• **REQUIRED WORK**: From the records that follow, return exactly the lines beginning at the one that contains "Target: chin" and ending at the one that contains "Target: blue blurred area", pictures left out.

• **TASK DATA**:
Segment Open

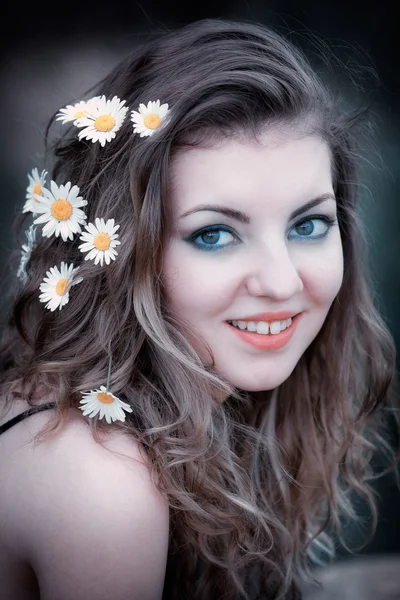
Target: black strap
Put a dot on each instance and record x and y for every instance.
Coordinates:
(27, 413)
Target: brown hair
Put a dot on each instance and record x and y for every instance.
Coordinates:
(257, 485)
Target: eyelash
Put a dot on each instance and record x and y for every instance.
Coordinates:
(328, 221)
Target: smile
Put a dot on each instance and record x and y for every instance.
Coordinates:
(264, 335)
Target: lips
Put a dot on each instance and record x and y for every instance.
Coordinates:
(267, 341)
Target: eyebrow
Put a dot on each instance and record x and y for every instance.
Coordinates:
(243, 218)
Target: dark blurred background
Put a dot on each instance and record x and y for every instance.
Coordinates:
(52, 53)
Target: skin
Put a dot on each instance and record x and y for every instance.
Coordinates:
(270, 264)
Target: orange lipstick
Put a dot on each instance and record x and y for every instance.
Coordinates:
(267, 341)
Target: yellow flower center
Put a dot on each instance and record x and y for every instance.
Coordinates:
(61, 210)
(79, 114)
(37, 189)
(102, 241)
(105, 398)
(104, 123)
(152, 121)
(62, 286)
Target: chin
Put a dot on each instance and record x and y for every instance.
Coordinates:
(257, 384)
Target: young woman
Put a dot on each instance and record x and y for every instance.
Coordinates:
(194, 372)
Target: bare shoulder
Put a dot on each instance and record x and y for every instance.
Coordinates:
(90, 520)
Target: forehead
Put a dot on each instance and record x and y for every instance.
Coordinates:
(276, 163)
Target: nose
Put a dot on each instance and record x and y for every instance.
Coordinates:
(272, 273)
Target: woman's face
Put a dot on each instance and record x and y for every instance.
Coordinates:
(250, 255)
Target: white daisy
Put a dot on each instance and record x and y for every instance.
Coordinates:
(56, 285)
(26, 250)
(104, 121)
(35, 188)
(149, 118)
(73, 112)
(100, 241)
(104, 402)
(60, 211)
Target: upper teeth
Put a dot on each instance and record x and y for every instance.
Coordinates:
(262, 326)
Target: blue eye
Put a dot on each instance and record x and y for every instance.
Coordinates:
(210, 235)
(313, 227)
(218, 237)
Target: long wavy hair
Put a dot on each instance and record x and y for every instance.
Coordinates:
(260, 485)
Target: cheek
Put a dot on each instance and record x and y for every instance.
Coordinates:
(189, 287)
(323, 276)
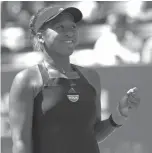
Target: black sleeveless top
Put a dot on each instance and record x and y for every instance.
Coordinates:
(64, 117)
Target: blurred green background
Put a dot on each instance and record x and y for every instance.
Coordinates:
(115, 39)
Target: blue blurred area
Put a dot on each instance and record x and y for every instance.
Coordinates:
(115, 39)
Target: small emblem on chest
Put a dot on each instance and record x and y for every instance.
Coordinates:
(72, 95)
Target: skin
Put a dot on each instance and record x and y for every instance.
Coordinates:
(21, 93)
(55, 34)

Segment Closed
Segment Open

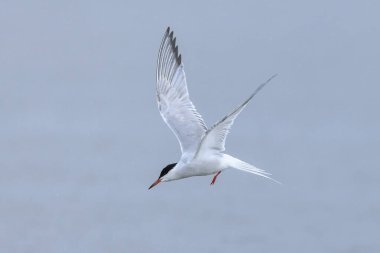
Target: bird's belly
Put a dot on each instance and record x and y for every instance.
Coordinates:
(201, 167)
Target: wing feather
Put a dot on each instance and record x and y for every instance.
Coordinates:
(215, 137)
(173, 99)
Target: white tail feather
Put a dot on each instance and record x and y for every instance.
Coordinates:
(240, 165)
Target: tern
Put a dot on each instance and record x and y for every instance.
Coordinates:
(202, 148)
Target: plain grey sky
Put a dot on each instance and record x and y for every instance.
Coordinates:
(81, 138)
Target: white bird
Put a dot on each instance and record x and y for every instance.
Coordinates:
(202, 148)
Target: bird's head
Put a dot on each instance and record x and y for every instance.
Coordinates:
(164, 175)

Segment Closed

• **ANSWER FOR THIS EXERCISE**:
Target: chin
Put a dot on each instance and record x and y for every instance.
Coordinates:
(257, 384)
Target: young woman
Put a dot on each instance and record x and y for every instance.
Coordinates:
(194, 372)
Target: bare shoulder
Put a dot on each instance and record x and y for every instance.
Coordinates:
(90, 520)
Target: forehead
Put a dot on each instance and record x and y for every instance.
Coordinates:
(276, 163)
Target: nose
Put a dot on each instance and record x and y for every instance.
Coordinates:
(272, 273)
Target: woman's face
Put a dot on each instance and record x and y for every instance.
Coordinates:
(250, 255)
Target: white daisy
Put a dot on each instance and record x and y for every instance.
Coordinates:
(56, 285)
(26, 250)
(104, 121)
(35, 188)
(149, 118)
(73, 112)
(100, 241)
(104, 402)
(60, 211)
Target: upper teeth
Put a dot on each instance and record x and y for every instance.
Coordinates:
(262, 326)
Target: blue eye
Put a dot on each instance and record x and y for every instance.
Coordinates:
(210, 235)
(313, 227)
(218, 237)
Target: long wavy hair
Put a dot on each instance and record x and y for every instance.
Coordinates:
(260, 485)
Target: cheek
Put a dot on each instance and record x and y for every instance.
Coordinates:
(189, 287)
(323, 276)
Target: black sleeveless top
Put a dot on each instance and record x and y for every instance.
Coordinates:
(64, 117)
Target: blurred green background
Put a dot on each instance and record x and y for every instance.
Coordinates:
(115, 39)
Target: blue blurred area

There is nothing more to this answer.